### TÂCHES À RÉALISER
• a. Dans l'article sur le passeport électronique, condensez le paragraphe qui commence par « Comme le font remarquer nos confrères de la BBC » en conservant ses faits essentiels.
• b. Modifiez le passage de l'article sur le passeport électronique qui débute aux mots « Le passeport électronique » et s'arrête après « seulement quelques minutes. », en y remplaçant « sensible » par « vulnérable ».
• c. Répondez aux questions suivantes à partir de l'article sur le passeport électronique :
(i) Combien de temps a suffi, lors de l'expérience menée sous l'égide du Guardian, pour contourner les mesures de chiffrement des E-Passeports ?
(ii) En combien de temps d'autres chercheurs sont-ils parvenus à faire un double d'un E-Passeport ?
(iii) De quoi l'inconnu doit-il se munir au préalable pour disposer d'une copie de votre passeport ?

### TEXTE FOURNI
□ □ □ □ □

Le passeport électronique est décidément loin d'être la panacée en matière de sécurité. On le savait déjà sensible aux attaques, et l'on apprend désormais qu'il peut livrer tous ses secrets en seulement quelques minutes.


Repousser les limites
Il y a peu, nous vous contions l'expérience tentée par des chercheurs en sécurité informatique sous l'égide du journal anglais The Guardian, expérience grâce à laquelle il fut démontré que 48 heures suffisaient pour contourner les mesures de chiffrement qui accompagnent les nouveaux E-Passeports (ou ePasseports), ces documents d'identité affublés d'une puce RFID dans laquelle sont stockées toutes sortes d'informations relatives au porteur dudit sésame. D'autres chercheurs oeuvraient dans leur coin, et sont parvenus à faire un double d'un E-Passeport en seulement cinq minutes. Qui dit mieux '

Comme le font remarquer nos confrères de la BBC, avec l'ancien passeport, on savait où on allait : si on l'avait perdu, on s'en rendait compte, et on en demandait un nouveau. L'ancien était annulé, et quiconque se faisait "pincer" avec à un contrôle d'identité risquait de gros ennuis. Avec l'E-Passeport, c'est un peu plus compliqué, puisque le vôtre peut être dans votre poche, et une copie fidèle dans celle d'un parfait étranger, à quelques pas derrière vous, dans la file d'attente, à l'aéroport, et si cela se trouve, il a peut-être copié vos informations sensibles pendant que vous êtiez aux toilettes, quelques minutes plus tôt. Je vous l'accorde, il aura fallu au préalable qu'il se munisse d'un document vierge, et qu'il y fasse apposer les mentions écrites qui vous concernent, mais reconnaissez que si quelqu'un vous en veut, et qu'il dispose de moyens suffisants, il peut vous faire du tort.

□ □ □ □ □

### ENREGISTREMENTS FOURNIS

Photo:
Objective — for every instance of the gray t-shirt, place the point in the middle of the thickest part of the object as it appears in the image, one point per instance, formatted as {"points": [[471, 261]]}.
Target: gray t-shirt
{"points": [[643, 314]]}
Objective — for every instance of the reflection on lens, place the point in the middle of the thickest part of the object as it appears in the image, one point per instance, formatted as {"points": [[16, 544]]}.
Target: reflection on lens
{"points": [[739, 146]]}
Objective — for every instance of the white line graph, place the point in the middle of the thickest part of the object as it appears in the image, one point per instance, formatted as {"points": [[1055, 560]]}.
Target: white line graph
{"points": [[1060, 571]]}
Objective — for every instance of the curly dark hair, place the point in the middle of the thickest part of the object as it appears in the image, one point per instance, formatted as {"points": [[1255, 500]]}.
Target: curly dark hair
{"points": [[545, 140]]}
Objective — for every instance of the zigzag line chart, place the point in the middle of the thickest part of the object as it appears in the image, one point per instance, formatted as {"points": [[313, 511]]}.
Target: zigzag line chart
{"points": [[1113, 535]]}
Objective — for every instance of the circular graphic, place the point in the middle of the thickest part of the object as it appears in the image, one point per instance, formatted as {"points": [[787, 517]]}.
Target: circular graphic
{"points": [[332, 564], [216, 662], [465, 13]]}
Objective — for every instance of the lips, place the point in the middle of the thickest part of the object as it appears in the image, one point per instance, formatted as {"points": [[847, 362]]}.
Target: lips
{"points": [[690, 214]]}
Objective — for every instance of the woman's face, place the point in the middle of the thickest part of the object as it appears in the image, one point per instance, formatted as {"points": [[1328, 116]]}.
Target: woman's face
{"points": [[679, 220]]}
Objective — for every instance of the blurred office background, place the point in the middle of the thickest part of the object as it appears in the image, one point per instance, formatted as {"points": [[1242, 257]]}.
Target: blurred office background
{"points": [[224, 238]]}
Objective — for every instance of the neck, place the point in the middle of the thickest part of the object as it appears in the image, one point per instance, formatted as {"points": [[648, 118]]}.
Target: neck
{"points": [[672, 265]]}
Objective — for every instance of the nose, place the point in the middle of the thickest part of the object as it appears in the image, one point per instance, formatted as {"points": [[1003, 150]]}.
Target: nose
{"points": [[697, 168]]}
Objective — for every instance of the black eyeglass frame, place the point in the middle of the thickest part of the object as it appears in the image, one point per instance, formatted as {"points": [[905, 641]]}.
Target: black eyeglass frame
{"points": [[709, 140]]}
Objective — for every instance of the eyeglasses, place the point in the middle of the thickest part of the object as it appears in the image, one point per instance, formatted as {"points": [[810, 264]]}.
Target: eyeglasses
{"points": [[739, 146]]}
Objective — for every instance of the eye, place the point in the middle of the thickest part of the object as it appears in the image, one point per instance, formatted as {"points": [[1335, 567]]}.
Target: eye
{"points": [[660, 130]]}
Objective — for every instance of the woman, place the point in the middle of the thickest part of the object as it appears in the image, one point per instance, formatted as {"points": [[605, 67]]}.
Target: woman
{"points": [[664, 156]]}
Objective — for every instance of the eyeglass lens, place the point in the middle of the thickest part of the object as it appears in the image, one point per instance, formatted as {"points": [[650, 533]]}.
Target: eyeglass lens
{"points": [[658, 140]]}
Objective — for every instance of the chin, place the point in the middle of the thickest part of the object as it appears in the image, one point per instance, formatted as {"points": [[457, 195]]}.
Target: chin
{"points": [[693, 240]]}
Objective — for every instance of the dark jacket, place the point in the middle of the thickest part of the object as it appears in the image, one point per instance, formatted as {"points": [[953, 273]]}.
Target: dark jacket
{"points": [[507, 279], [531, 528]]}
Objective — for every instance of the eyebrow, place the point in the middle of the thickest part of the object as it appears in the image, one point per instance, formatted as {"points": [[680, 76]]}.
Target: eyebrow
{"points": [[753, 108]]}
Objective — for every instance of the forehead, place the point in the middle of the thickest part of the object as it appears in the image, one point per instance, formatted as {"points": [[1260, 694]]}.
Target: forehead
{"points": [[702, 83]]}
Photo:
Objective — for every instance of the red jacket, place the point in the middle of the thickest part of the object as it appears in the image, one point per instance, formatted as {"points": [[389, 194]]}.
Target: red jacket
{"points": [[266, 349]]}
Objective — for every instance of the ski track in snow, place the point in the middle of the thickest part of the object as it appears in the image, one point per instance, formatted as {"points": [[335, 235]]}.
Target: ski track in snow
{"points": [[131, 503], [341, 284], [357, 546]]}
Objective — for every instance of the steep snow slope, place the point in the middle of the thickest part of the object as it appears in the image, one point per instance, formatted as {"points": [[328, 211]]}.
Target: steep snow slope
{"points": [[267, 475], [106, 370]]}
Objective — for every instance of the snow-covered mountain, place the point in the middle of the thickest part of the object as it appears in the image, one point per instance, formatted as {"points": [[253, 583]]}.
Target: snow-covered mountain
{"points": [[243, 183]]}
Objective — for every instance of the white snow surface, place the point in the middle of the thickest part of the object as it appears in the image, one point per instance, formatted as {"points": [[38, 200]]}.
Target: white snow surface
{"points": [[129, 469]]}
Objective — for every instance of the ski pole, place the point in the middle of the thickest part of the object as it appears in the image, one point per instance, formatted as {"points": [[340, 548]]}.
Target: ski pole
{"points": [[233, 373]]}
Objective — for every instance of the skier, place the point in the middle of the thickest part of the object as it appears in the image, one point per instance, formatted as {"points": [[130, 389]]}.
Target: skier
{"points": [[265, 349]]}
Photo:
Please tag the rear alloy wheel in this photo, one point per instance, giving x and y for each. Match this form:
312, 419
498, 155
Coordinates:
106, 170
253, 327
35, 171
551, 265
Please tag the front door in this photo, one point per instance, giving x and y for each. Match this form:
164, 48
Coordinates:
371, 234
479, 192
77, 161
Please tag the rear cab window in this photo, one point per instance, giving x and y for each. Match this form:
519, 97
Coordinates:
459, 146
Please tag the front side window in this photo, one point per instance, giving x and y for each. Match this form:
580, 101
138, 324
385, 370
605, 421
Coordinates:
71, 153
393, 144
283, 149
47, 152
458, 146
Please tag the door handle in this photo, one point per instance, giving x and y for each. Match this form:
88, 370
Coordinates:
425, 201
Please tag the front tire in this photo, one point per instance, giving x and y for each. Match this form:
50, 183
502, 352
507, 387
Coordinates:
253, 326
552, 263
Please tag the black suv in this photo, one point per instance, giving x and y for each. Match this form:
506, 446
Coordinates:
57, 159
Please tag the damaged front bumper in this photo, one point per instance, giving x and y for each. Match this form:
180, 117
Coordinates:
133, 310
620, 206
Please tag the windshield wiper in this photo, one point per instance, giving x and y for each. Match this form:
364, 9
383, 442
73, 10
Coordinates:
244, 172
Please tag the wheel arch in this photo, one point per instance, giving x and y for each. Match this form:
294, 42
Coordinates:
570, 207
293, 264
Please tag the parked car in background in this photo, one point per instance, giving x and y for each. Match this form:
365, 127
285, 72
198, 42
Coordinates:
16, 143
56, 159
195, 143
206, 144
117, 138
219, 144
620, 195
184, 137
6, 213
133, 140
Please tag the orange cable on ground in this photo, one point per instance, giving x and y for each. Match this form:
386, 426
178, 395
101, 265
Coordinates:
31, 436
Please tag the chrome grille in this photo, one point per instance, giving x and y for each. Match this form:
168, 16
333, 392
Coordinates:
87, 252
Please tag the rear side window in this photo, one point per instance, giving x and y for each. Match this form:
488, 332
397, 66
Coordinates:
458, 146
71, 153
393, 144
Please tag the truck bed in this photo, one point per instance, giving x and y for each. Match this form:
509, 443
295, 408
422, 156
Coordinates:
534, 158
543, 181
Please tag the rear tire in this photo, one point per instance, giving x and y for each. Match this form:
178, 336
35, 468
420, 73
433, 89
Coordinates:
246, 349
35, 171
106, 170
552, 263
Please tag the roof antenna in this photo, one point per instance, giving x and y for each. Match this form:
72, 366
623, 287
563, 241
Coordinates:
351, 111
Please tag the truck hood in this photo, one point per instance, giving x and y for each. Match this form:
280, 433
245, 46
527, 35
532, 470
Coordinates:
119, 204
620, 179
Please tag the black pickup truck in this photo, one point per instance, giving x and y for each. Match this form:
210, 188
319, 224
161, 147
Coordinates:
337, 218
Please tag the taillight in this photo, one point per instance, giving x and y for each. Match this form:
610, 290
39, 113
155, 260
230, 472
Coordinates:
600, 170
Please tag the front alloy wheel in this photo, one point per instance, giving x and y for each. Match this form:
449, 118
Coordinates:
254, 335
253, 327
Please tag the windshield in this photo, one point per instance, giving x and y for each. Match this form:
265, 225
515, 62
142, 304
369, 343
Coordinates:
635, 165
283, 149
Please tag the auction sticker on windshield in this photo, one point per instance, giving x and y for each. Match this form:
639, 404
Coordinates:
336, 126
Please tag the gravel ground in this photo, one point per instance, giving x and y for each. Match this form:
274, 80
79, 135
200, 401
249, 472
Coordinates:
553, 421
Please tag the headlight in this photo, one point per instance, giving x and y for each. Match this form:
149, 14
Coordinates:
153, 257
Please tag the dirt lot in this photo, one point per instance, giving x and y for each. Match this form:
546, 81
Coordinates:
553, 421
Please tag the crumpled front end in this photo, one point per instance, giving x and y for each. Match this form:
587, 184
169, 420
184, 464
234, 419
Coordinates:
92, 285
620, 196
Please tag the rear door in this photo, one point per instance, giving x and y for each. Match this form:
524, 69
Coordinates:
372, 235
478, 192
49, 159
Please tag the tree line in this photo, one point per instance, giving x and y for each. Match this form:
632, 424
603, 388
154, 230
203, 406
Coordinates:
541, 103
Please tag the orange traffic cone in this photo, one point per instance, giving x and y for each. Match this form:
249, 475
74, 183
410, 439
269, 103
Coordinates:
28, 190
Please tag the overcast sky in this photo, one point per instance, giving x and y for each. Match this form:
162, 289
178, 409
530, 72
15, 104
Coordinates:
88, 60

□ □ □ □ □

### ENSEMBLE DES RÉPONSES
• a.
Selon la BBC, l'ancien passeport offrait une situation claire. En cas de perte, le porteur s'en apercevait et en demandait un nouveau. L'ancien était alors annulé, et quiconque se faisait contrôler avec risquait de gros ennuis.

Avec l'E-Passeport, les choses se compliquent. Votre passeport peut se trouver dans votre poche pendant qu'une copie fidèle se trouve dans celle d'un inconnu, par exemple quelques pas derrière vous dans la file d'attente à l'aéroport. Cette personne a pu copier vos informations sensibles quelques minutes plus tôt, pendant que vous étiez aux toilettes.

Il lui faut certes d'abord un document vierge portant les mentions écrites qui vous concernent. Mais une personne qui vous en veut et dispose de moyens suffisants peut vous nuire.

• b.
Le passeport électronique est décidément loin d'être la panacée en matière de sécurité. On le savait déjà vulnérable aux attaques, et l'on apprend désormais qu'il peut livrer tous ses secrets en seulement quelques minutes.

• c.
(i) 48 heures.
(ii) Cinq minutes.
(iii) D'un document vierge, sur lequel il doit faire apposer les mentions écrites qui vous concernent.